-- SUPPLIED DATA follows --
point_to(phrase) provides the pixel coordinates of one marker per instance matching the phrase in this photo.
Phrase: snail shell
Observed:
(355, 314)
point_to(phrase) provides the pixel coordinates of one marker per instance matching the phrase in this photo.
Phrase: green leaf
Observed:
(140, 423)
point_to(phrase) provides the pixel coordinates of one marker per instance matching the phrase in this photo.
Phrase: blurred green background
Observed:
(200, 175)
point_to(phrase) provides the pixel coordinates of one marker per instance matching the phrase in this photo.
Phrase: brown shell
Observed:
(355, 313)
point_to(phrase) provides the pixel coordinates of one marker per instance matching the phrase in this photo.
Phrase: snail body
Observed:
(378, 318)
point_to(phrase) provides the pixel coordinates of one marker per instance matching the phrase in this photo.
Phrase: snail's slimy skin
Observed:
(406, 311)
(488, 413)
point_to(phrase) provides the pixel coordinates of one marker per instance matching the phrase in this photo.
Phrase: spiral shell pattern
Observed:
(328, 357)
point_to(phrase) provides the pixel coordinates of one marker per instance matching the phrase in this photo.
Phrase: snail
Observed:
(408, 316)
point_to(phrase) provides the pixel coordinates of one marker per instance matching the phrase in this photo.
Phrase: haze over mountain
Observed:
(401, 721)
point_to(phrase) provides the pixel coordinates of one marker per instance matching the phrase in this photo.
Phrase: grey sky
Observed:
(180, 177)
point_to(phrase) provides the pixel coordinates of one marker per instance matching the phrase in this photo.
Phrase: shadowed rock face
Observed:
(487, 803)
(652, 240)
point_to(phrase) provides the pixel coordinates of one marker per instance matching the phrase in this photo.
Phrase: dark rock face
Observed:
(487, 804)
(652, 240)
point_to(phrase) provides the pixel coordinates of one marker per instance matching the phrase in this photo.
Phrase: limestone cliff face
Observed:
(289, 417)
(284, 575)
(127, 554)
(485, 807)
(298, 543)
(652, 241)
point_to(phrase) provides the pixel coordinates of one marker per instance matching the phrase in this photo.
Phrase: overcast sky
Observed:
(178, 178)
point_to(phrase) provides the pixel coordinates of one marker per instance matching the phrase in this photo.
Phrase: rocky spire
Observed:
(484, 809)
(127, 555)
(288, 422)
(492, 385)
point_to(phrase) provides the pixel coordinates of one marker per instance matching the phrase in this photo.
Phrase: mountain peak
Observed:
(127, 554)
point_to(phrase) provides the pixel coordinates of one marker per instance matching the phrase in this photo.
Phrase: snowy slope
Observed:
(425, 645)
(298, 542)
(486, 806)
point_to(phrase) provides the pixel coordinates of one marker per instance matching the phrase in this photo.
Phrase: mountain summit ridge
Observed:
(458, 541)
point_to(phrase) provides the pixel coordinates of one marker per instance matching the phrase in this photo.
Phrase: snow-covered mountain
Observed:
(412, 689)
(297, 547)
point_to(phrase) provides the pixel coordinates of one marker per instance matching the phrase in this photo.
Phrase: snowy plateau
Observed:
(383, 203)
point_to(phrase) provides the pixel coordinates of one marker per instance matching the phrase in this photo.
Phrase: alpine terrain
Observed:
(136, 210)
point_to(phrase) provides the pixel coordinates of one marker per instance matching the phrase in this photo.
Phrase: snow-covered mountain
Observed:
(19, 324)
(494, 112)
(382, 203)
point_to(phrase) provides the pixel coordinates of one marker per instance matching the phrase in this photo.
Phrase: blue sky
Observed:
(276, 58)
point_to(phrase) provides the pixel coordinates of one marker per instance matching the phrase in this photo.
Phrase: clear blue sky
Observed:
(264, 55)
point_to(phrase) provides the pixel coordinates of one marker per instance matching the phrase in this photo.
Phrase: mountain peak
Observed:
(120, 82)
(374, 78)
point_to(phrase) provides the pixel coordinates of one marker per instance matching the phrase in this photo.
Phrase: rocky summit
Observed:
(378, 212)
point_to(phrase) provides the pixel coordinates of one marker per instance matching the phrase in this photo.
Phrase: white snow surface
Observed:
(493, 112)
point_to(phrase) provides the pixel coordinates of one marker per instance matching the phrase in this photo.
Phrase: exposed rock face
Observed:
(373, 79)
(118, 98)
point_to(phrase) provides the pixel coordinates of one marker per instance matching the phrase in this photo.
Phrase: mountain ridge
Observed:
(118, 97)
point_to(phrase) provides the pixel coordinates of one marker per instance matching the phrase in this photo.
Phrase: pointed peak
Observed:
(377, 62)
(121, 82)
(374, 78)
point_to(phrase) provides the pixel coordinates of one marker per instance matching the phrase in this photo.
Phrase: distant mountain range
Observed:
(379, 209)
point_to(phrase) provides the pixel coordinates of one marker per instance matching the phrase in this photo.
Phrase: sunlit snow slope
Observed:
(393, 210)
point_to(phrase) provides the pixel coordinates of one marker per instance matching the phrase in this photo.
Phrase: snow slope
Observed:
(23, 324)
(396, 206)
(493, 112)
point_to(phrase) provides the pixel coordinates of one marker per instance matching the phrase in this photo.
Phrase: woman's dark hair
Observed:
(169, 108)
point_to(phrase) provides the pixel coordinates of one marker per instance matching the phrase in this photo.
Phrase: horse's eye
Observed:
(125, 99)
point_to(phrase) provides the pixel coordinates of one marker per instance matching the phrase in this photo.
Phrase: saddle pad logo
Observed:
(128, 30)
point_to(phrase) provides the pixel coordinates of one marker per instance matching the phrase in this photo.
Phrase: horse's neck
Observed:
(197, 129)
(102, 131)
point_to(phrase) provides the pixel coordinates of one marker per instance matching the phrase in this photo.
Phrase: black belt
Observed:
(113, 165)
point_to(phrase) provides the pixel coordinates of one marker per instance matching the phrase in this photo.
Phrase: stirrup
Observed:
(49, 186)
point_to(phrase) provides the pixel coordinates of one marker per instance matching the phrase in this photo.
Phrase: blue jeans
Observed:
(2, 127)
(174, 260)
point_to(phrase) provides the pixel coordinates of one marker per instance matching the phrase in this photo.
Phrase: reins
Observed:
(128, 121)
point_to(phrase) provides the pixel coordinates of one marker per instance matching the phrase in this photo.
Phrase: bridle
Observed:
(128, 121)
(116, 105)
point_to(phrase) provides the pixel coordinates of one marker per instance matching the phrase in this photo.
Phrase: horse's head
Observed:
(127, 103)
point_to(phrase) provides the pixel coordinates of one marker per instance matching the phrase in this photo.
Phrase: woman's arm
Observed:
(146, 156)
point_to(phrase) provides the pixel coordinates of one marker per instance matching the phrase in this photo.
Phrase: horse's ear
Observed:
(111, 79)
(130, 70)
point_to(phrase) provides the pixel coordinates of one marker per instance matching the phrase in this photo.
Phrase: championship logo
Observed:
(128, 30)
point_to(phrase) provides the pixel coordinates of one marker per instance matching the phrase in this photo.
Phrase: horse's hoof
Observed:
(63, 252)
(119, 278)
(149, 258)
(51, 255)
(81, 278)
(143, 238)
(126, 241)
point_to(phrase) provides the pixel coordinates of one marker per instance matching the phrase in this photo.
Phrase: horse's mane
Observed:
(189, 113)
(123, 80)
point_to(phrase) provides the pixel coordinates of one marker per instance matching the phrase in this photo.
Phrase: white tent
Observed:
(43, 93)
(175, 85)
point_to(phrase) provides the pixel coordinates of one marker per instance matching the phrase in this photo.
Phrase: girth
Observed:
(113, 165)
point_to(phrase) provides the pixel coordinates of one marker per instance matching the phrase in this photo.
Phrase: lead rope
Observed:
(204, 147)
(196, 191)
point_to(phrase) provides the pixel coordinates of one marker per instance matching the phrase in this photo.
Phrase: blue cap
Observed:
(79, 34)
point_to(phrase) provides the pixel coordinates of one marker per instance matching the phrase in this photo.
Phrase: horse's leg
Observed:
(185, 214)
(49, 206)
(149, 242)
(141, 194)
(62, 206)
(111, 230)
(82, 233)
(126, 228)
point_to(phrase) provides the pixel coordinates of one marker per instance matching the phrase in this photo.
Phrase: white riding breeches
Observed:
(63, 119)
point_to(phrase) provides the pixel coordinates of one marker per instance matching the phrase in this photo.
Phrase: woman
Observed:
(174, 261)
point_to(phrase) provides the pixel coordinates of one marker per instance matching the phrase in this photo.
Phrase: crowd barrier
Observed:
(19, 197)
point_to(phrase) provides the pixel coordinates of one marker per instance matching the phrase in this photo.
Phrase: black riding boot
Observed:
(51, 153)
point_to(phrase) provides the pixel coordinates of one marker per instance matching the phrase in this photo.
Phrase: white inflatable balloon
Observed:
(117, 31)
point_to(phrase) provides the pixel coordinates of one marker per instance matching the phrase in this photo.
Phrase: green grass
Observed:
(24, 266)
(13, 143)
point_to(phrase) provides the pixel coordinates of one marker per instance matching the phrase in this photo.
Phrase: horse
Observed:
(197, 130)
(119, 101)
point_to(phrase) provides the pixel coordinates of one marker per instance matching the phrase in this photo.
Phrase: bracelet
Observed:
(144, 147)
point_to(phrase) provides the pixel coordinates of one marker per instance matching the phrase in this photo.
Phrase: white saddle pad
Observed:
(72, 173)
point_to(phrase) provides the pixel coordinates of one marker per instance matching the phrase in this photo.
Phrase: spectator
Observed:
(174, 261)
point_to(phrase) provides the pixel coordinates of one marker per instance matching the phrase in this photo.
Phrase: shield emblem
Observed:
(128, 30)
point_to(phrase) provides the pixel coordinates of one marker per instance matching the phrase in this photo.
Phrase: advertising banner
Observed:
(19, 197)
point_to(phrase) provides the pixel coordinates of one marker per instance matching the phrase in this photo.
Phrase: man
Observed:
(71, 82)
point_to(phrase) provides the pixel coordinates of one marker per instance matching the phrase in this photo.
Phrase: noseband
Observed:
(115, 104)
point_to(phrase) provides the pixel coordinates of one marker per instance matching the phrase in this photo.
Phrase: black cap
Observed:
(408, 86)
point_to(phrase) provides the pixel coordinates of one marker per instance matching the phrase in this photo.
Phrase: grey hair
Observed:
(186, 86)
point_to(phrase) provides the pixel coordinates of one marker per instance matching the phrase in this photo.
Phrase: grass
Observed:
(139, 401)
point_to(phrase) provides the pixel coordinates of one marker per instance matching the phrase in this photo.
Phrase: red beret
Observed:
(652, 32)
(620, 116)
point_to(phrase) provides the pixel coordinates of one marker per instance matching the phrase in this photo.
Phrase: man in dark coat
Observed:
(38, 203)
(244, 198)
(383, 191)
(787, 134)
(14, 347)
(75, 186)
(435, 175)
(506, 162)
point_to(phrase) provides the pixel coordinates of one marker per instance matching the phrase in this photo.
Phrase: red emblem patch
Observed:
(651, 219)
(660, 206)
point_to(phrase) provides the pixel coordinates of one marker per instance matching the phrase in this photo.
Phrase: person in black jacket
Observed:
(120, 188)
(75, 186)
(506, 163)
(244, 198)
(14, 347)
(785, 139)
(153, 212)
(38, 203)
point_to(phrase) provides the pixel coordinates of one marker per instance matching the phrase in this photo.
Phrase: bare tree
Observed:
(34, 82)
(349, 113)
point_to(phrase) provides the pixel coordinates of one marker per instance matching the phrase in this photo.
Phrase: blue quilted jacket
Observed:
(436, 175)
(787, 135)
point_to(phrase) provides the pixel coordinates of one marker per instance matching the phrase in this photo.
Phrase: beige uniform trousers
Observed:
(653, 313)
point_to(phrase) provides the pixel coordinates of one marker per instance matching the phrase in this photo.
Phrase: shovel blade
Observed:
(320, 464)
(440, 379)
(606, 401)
-- SUPPLIED DATA concluded --
◆ PROBLEM DETAILS: Search the data for the string "horse" and copy every line where it appears.

◆ SOLUTION:
Phrase: horse's eye
Phrase: horse's neck
Phrase: horse's head
Phrase: horse's ear
Phrase: horse's hoof
Phrase: horse's mane
Phrase: horse's leg
Phrase: horse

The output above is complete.